··· Excerpt

Columbus Telegram, Neb. By Tyler Ellyson
COLUMBUS — Bob Wolles considers himself to be among the lucky ones.
He never had to trudge through the rice paddies and sweltering jungle or sleep in a waterlogged uniform during his year in Vietnam.
“I really had it easy compared to some,” the 70-year-old Columbus man said.
Still, his service in the U.S. Army’s 71st Assault Helicopter Company was far from a smooth ride.
Wolles joined the Army shortly after his graduation from Columbus High School in 1964. The voluntary enlistment allowed him to sign up for aviation mechanic training, instead of letting the draft determine his fate.
“I knew if I got drafted I wouldn’t really have a choice of what field I was going to go into, and I wanted to go into the aviation field,” said Wolles, who spent summers working for a local crop duster and the Columbus airport manager.
In addition to fitting his love for flying, the airplane mechanic job ensured he wouldn’t be lugging heavy equipment through the mug and Viet Cong-filled forests.
But there was no avoiding the dangers in Vietnam. Wolles had plenty of “close calls” while serving as a crew chief and gunner aboard a UH-1D “Huey” helicopter.
He attended aviation mechanic school in Fort Rucker, Alabama, and spent about a year at Fort Ord, California, before getting shipped to Vietnam. Although Wolles was trained on fixed-wing aircraft, working on helicopters would allow him to reach the rank of E5 instead of E4, so he made the switch.
“That was a no-brainer,” said Wolles, who took a two-week crash course in helicopter mechanics following his deployment to southeast Asia in March 1966.
When Wolles returned to Bien Hoa Air Base, located about 20 miles north of Saigon in south-central Vietnam, he was named crew chief for a Huey primarily tasked with transporting supplies and troops in an area from the Cambodian border to Saigon to about 100 miles north of the major city.
“Every time that aircraft flew, I flew with it,” said Wolles, who was joined by a pilot, co-pilot and another gunner who manned the M60 machine gun on the chopper’s right side.
The transport helicopters frequently came under enemy fire, but that was just part of the job for Wolles and his crew members.
“When you’re 18 years old you don’t really think about the dangers of it,” he said. “You just look at it like an adventure.”

······

**Task item A:** Decide whether each statement agrees with the article about Bob Wolles, and answer yes or no for each, quoting the words from the article that decide it: (i) Wolles entered the Army through the draft. (ii) Wolles was trained on fixed-wing aircraft before moving to helicopters. (iii) Bien Hoa Air Base lies about 20 miles north of Saigon.
**Task item B:** Carry on the article about Bob Wolles's service in Vietnam from its last sentence, matching its newspaper style.

··· Dataset records

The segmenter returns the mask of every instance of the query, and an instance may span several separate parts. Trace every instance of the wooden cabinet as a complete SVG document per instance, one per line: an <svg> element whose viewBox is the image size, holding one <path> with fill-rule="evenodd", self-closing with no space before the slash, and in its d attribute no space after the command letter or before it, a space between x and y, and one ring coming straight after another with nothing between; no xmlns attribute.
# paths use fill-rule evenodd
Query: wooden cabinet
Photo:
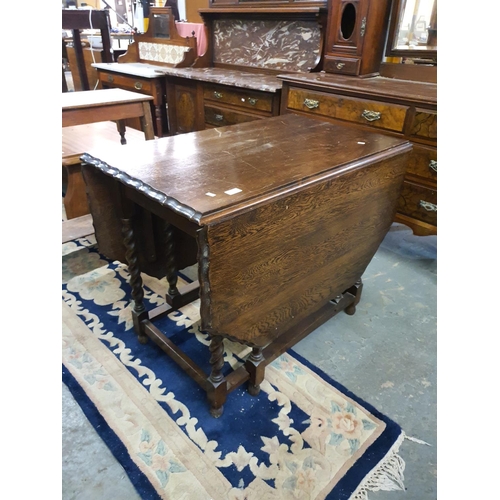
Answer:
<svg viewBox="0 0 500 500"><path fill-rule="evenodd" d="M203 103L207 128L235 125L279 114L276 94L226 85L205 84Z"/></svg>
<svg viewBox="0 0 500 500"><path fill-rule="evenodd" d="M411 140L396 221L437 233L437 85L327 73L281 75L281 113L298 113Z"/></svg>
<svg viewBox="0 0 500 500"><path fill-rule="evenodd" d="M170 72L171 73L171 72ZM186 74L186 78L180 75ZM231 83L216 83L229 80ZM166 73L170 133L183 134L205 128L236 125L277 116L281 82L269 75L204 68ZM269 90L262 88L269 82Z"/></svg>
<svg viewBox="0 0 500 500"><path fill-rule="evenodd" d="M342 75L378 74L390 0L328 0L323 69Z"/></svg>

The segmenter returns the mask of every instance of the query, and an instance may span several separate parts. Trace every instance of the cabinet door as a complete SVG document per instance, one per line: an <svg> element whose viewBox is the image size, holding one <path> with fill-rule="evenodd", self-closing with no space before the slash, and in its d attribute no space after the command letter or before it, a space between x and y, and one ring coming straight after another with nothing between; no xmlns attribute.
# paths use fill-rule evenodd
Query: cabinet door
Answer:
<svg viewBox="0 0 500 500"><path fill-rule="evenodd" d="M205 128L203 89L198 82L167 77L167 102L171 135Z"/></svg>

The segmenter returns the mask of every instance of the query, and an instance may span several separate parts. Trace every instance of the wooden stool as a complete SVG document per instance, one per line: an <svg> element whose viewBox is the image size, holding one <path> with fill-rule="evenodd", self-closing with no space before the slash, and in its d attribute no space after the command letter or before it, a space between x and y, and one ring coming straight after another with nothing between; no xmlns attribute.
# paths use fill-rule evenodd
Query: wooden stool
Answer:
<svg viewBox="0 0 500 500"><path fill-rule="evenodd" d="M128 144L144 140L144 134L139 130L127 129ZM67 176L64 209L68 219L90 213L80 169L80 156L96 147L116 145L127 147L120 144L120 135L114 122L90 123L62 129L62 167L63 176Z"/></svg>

······

**Written reply A:**
(i) No: "The voluntary enlistment allowed him to sign up for aviation mechanic training, instead of letting the draft determine his fate."
(ii) Yes: "Although Wolles was trained on fixed-wing aircraft, working on helicopters would allow him to reach the rank of E5 instead of E4, so he made the switch."
(iii) Yes: "located about 20 miles north of Saigon"

**Written reply B:**
“Now that I look back on it, if I would have worried about going out and getting shot every time I went on a mission I would have probably wound up in an insane asylum somewhere,” Wolles added.
Among the close calls, one is particularly vivid in the former crew chief’s mind.
It was 40 days before he was set to return to the U.S. and his helicopter was part of a convoy extracting troops near the northern edge of Saigon.
On the third trip in, something didn’t feel right, Wolles said. The choppers started taking enemy fire.
Two infantrymen and a gunner inside Wolles’ Huey were struck by bullets, including one soldier who was hit in the head.
Wolles secured his machine gun then reacted with a maneuver he still can’t fully explain.
He swung himself outside the moving helicopter before being pulled back into the crowded cabin by an infantryman. It was the only way to reach the soldier with the most-severe injury and provide immediate medical treatment.
“To this day I don’t know how I did it,” he said.
Then the helicopter’s engine blew, forcing a crash landing into a rice field. Wolles credits the pilots for avoiding the wooden dikes that surround the paddies and likely saving the lives of everyone aboard.
“Our pilots did a hell of a job,” he said.
An inspection of the bullet-riddled helicopter revealed it was hit about 15 times, including twice in the engine, once in the oil tank and a couple of times along the tail rotor drive shaft.
“That was memorable there,” Wolles said. “I don’t think I’ll ever forget that one.”
Wolles left Vietnam in March 1967 and spent about a decade away from the military until the day a helicopter flew overhead while he was riding a horse at his rural Columbus home.
“That kind of got the bug going in me again,” he said.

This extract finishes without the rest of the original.